Data to examine:
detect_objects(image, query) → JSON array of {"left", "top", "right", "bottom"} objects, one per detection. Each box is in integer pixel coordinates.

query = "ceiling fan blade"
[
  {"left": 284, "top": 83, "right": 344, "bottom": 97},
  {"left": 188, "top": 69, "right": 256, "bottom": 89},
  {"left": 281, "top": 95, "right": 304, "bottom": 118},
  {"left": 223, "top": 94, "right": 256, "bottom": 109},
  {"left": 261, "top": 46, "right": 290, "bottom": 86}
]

Work instruction: Only the data above, repeated exactly, should make up the reply.

Exercise solution:
detect_objects(image, query) → JSON array of {"left", "top", "right", "bottom"} objects, one per detection. Each box is in integer pixel coordinates.

query = "ceiling fan blade"
[
  {"left": 284, "top": 83, "right": 344, "bottom": 97},
  {"left": 188, "top": 69, "right": 256, "bottom": 89},
  {"left": 281, "top": 95, "right": 304, "bottom": 118},
  {"left": 223, "top": 94, "right": 256, "bottom": 109},
  {"left": 261, "top": 46, "right": 290, "bottom": 86}
]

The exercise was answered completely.